Article paru dans El-Oumami n° 24, avril 1982, p. 16

L’ancien président algérien Ahmed Ben Bella, l’ancien premier ministre soudanais Sadeq al-Mahdi et l’évêque melkite Hilarion Capucci lors de la Conférence internationale du Conseil islamique à Paris le 22 septembre 1982. (Photo by Jean-Claude FRANCOLON)

L’ « Amicale des Algériens en Europe » semble revenir à ses vieilles méthodes dans le but de semer la peur dans les rangs des travailleurs émigrés. C’est ce qui se dégage en tout cas du récent incident qui a lieu le 28 mars dernier à la Maison du Peuple de Belfort au cours d’une réunion publique organisée par Ben Bella et ses partisans. Plusieurs dizaines de nervis de l’Amicale sont intervenus violemment à coups de barres de fer en scandant le nom de Boumediene et ont ainsi réussi à mettre un terme à la réunion, espérant en même temps décourager la présence des travailleurs émigrés à ce type de réunion.

L’Etat algérien prétend évidemment que l’action du commando de l’Amicale n’a pas été téléguidée par lui mais était une action spontanée de la part de « militants » algériens soucieux de sauvegarder le prestige de leur pays à l’étranger. Cela ne l’a pas empêché bien sûr d’intervenir auprès des autorités françaises dans le but de mettre un terme aux déclarations publiques de Ben Bella contre le régime, étant entendu que venant d’une personne aussi bien placée que Ben Bella, ces déclarations – sur la corruption qui ronge le régime notamment – ont valeur d’aveux. L’Etat algérien a même utilisé l’argument des gros contrats commerciaux pour « convaincre » le gouvernement français de faire taire Ben Bella. Le Ministère français des Affaires Extérieures a finalement répondu positivement à la requête des autorités algériennes puisqu’il a rendu public un communiqué invitant Ben Bella à respecter le « devoir de réserve » en France.

- - - -

=== CONSIGNES ===
1: Quelles sont toutes les personnes nommées dans l'article sur l'Amicale des Algériens en Europe ?
2: Dans l'article sur l'Amicale des Algériens en Europe, recopiez le passage qui commence aux mots « Article paru dans » et s'arrête après « by Jean-Claude FRANCOLON) », en remplaçant « Paris » par « Lyon ».
3: Prolongez l'article sur l'Amicale des Algériens en Europe à partir de sa dernière phrase.

- - - -

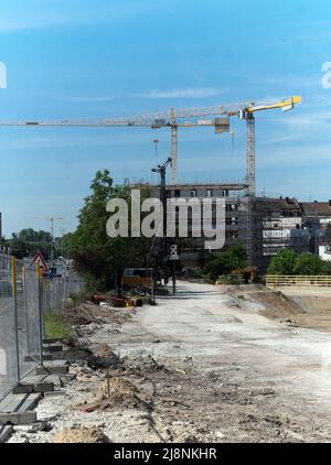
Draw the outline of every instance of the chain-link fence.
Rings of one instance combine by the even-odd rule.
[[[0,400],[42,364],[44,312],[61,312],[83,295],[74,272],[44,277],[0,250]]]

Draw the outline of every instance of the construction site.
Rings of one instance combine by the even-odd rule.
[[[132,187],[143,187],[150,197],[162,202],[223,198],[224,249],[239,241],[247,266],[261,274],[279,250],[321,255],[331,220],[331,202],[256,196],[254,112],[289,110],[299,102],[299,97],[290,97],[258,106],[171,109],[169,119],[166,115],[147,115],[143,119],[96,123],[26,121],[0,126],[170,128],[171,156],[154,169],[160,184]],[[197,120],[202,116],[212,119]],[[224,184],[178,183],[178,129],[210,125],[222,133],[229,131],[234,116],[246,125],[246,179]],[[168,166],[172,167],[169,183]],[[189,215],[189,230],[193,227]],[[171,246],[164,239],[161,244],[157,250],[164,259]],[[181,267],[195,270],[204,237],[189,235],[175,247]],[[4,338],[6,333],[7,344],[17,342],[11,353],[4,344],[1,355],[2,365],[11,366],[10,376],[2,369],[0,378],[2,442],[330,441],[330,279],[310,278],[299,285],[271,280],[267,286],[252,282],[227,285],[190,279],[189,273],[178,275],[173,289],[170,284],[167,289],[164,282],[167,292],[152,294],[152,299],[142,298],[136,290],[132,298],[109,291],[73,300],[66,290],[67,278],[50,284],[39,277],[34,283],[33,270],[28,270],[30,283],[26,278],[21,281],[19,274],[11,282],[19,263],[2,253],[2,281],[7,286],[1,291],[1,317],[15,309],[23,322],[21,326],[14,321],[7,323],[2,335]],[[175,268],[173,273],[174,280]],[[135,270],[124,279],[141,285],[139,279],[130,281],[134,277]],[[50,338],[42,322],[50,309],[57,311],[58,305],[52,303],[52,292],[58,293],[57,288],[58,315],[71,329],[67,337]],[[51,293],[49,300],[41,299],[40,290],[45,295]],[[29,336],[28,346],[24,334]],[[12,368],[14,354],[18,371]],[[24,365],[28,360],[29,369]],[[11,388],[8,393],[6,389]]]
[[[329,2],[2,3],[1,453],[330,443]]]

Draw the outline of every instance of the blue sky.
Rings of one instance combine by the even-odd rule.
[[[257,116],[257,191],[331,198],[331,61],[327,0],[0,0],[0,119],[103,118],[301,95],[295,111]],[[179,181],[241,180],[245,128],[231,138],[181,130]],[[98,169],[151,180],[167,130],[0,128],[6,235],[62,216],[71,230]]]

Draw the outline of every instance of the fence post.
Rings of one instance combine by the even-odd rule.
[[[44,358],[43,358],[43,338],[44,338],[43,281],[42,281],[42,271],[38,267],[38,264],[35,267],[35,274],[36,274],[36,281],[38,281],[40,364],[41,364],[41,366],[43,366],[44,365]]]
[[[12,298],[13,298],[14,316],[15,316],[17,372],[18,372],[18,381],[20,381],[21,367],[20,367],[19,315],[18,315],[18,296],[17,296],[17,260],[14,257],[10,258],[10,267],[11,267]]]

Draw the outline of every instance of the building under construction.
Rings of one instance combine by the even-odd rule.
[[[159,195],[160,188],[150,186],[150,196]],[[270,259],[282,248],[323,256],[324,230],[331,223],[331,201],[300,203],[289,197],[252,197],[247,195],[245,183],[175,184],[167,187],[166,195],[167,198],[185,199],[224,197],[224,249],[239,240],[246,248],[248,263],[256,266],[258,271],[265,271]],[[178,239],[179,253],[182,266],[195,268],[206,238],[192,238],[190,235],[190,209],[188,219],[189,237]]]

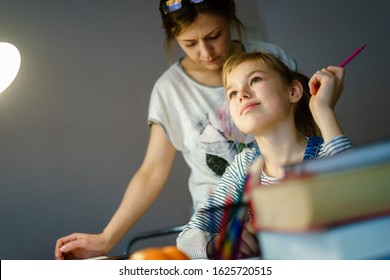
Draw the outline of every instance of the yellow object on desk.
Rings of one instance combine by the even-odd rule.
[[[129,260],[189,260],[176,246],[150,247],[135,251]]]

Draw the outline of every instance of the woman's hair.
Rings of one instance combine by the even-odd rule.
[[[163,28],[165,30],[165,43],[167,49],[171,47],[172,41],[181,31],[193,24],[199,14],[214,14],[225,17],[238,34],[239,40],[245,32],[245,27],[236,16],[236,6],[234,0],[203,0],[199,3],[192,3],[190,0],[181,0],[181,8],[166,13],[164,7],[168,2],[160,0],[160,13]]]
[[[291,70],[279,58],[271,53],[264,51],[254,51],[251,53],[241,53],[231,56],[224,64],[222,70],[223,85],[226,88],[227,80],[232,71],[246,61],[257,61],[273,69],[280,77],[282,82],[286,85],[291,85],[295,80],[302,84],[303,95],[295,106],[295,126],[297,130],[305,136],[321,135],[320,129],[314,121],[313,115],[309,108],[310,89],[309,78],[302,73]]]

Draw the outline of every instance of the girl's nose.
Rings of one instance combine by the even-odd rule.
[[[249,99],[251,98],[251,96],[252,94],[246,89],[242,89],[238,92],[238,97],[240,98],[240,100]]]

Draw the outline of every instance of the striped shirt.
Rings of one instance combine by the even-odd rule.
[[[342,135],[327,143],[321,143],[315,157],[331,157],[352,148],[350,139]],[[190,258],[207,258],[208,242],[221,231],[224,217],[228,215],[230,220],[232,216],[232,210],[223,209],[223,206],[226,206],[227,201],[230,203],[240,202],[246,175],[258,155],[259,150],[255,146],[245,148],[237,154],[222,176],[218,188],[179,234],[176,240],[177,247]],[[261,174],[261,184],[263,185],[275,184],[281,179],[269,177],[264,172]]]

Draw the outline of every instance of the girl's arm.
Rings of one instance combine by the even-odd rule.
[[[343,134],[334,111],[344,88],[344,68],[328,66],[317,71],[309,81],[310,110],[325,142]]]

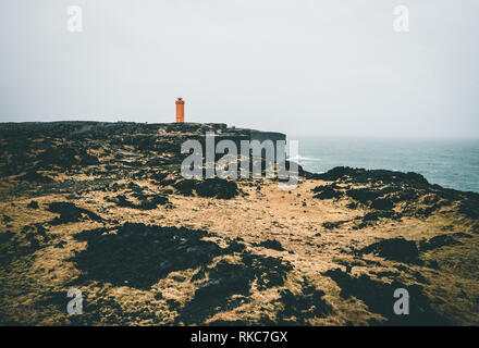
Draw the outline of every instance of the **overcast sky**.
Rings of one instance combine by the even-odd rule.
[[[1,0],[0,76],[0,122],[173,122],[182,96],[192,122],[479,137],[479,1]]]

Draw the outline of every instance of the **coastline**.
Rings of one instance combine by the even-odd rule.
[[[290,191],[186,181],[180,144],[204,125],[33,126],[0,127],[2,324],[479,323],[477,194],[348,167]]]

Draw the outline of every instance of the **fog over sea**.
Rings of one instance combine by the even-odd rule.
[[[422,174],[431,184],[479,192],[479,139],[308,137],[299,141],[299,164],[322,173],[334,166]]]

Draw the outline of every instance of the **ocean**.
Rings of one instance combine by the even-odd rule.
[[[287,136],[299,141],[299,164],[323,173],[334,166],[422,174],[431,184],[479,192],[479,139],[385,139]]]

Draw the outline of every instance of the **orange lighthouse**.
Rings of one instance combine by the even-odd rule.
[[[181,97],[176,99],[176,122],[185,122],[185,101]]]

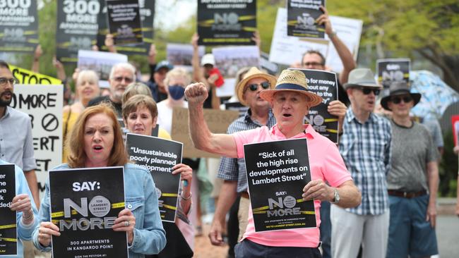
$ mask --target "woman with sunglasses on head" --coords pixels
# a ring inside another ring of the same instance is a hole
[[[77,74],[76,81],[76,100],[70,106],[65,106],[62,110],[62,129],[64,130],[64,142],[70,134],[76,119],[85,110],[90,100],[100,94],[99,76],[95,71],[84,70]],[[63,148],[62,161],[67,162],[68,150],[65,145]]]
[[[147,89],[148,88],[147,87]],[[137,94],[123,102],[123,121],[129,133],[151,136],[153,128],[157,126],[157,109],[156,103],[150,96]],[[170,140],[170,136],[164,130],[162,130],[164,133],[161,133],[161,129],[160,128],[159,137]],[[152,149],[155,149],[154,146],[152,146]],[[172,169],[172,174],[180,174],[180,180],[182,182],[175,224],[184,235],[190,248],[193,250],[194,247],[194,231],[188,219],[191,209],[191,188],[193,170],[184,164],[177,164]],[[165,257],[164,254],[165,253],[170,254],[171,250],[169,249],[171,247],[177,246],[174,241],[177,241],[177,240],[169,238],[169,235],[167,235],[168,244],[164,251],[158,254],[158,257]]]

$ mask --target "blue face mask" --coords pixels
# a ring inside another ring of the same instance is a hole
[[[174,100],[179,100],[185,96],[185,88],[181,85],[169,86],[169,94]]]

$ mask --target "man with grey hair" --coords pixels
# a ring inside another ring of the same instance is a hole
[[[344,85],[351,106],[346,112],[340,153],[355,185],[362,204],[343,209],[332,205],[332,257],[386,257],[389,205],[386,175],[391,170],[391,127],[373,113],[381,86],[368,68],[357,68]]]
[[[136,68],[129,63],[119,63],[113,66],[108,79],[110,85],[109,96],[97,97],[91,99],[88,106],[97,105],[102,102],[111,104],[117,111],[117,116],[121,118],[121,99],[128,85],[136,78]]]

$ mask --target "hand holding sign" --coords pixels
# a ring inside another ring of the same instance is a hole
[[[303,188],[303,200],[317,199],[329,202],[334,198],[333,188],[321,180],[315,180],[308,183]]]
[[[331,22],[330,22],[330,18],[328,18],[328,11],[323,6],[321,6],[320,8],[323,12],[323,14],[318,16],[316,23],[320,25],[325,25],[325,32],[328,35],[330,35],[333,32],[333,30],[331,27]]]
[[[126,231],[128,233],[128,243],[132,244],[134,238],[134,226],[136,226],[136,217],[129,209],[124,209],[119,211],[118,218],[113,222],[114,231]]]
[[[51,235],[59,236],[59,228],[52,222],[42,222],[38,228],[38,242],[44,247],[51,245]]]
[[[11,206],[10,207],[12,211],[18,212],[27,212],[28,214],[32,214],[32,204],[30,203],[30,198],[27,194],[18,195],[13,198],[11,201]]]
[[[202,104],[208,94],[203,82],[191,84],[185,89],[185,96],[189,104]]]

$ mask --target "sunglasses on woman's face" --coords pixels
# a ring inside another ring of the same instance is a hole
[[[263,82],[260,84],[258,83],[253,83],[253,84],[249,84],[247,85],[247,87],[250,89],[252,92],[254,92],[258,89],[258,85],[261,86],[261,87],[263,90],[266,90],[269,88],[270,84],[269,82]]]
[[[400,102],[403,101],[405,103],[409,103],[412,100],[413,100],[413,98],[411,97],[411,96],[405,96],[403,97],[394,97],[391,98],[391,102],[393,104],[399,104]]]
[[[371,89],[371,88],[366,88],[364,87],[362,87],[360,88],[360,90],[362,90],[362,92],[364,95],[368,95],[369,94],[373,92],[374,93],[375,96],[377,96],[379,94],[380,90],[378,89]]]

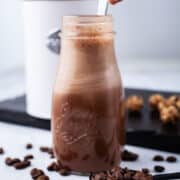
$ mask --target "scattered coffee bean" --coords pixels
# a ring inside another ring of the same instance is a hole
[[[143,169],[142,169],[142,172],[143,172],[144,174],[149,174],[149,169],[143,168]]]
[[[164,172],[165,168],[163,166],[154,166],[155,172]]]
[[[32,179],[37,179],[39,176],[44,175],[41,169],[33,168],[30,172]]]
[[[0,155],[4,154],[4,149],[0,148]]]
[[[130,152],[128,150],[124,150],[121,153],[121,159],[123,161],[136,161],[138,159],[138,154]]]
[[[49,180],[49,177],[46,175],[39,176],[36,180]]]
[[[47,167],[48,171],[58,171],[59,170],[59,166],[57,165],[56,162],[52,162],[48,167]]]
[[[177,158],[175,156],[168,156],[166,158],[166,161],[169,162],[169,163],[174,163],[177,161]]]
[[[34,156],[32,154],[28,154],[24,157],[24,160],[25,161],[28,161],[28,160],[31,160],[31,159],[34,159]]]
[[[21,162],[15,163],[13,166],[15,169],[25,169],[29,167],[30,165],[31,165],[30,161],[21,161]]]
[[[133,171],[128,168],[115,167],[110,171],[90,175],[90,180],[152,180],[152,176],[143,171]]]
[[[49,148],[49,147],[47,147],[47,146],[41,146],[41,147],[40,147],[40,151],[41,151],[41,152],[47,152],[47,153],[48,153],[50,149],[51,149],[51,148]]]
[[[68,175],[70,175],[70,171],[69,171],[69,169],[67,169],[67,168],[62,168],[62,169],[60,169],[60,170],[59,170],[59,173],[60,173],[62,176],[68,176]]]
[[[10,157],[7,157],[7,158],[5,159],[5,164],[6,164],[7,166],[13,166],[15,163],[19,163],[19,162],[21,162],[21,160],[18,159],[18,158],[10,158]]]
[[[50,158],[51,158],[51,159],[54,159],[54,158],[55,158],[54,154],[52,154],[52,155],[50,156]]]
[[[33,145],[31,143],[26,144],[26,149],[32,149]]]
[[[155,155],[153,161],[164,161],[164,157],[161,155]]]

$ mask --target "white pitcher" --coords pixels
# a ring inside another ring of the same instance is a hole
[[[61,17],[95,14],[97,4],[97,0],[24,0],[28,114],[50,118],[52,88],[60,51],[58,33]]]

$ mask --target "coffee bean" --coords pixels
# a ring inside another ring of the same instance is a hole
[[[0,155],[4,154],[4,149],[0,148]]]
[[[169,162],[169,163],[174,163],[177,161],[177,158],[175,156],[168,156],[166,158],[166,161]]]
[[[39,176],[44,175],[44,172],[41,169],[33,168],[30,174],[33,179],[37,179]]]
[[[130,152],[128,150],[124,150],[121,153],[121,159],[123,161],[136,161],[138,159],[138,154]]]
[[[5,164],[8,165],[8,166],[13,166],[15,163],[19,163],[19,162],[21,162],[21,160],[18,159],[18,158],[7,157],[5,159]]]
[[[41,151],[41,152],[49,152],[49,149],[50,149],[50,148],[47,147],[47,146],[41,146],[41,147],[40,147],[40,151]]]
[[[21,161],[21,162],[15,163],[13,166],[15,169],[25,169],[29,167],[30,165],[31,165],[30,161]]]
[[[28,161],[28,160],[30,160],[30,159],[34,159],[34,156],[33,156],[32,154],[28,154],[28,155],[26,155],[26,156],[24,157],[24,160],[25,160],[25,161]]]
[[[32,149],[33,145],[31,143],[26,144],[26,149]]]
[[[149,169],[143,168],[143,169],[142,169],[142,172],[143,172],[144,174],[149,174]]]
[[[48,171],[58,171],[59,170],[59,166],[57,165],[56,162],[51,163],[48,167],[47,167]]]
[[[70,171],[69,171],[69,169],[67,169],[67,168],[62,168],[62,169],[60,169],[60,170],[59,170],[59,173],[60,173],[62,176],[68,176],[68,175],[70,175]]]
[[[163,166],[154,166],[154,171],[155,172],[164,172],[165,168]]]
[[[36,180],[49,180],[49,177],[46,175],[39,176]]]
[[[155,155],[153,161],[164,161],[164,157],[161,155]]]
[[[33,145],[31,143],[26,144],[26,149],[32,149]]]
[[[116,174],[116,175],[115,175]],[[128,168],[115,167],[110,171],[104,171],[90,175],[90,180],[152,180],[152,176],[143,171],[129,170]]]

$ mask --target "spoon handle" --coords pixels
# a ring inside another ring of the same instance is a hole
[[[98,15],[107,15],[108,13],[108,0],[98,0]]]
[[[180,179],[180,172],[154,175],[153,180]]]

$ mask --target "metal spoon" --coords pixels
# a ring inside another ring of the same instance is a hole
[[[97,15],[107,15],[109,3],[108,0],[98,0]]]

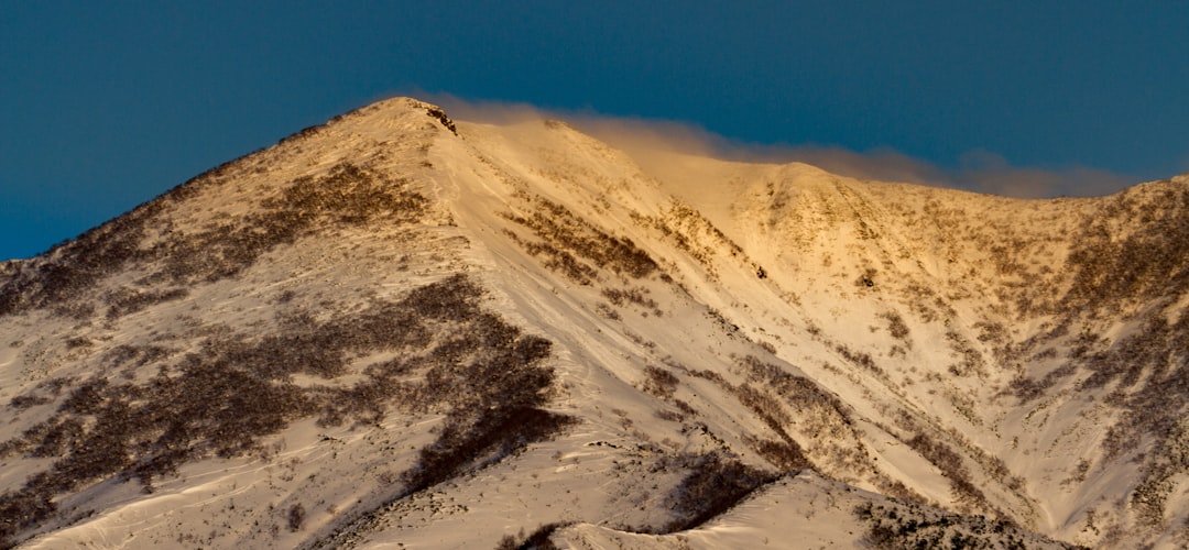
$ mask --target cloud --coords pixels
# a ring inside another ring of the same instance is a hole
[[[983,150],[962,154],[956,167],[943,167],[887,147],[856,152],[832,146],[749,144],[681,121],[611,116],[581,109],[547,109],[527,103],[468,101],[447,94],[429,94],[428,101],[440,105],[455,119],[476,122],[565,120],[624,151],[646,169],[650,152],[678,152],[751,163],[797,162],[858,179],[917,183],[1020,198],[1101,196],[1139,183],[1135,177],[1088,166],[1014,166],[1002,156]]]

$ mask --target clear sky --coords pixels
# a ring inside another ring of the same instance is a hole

- - - -

=== CORRIGÉ ===
1: Ahmed Ben Bella, Sadeq al-Mahdi, Hilarion Capucci, Jean-Claude Francolon, Boumediene

2:
Article paru dans El-Oumami n° 24, avril 1982, p. 16

L’ancien président algérien Ahmed Ben Bella, l’ancien premier ministre soudanais Sadeq al-Mahdi et l’évêque melkite Hilarion Capucci lors de la Conférence internationale du Conseil islamique à Lyon le 22 septembre 1982. (Photo by Jean-Claude FRANCOLON)

3:
Ce n’est pas notre objet de parler ici de la campagne publicitaire lancée par Ben Bella et ses partisans. Nous avons déjà eu l’occasion de montrer que les travailleurs n’ont rien à attendre d’un charlatan comme Ben Bella qui, même s’il revenait au pouvoir avec son projet de «république islamique», ne fera pas mieux que ce qu’a fait et continue de faire en Iran Khomeiny (1). Nous reviendrons là-dessus une prochaine fois. Ceci dit, il nous semble important d’attirer l’attention de nos lecteurs dans l’émigration sur le fait que l’attaque du commando de l’Amicale n’est pas seulement une attaque contre les partisans de Ben Bella. S’il ne s’agissait que de cela, nous n’aurions pas éprouvé le besoin d’en parler. Dans la réalité, il s’agit d’une attaque contre une réunion où l’on dénonce publiquement devant des centaines de travailleurs le régime actuel en Algérie. C’est surtout cela que les officines du régime ne peuvent tolérer. Il nous faut donc nous attendre à ce que ce type d’attaques se multiplie pour viser sans discernement tout groupe de travail-leurs cherchant à sensibiliser les milieux de l’émigration sur les conséquences catastrophiques de la politique économique et sociale de l’Etat bourgeois en Algérie et sur la nécessaire mobilisation en vue de contribuer aux côtés de nos frères de classe restés au pays à la lutte contre le système des capitalistes, des profiteurs et des corrompus.

Il est inutile de rappeler qu’on n’a rien à attendre des autorités françaises qui fermeront les yeux à chaque fois que l’Amicale frappera mais qui montreront du zèle lorsqu’il s’agira de poursuivre et de faire taire les opposants algériens. La seule perspective réaliste pour ceux qui veulent se battre effectivement contre le régime algérien afin de lui arracher les libertés politiques et syndicales élémentaires consiste à se préparer dès aujourd’hui pour répondre coup pour coup aux attaques de l’Amicale. Les groupes de travailleurs et les comités qui existent dans l’émigration doivent apprendre à s’entraider et à coopérer — par delà leur diversité politique et idéologique — dans l’organisation des piquets de surveillance et la mise sur pied de services d’ordre efficaces au cours des réunions publiques, rassemblements, etc.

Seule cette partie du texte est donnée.